What the task asks -
All of the records below should be output exactly.

START

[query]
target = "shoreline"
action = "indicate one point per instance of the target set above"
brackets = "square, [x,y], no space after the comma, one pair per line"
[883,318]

END

Result of this task -
[query]
target = "shoreline"
action = "indicate one point per instance of the target set above"
brackets = "square, [x,y], no space after the comma, one pair per line"
[883,318]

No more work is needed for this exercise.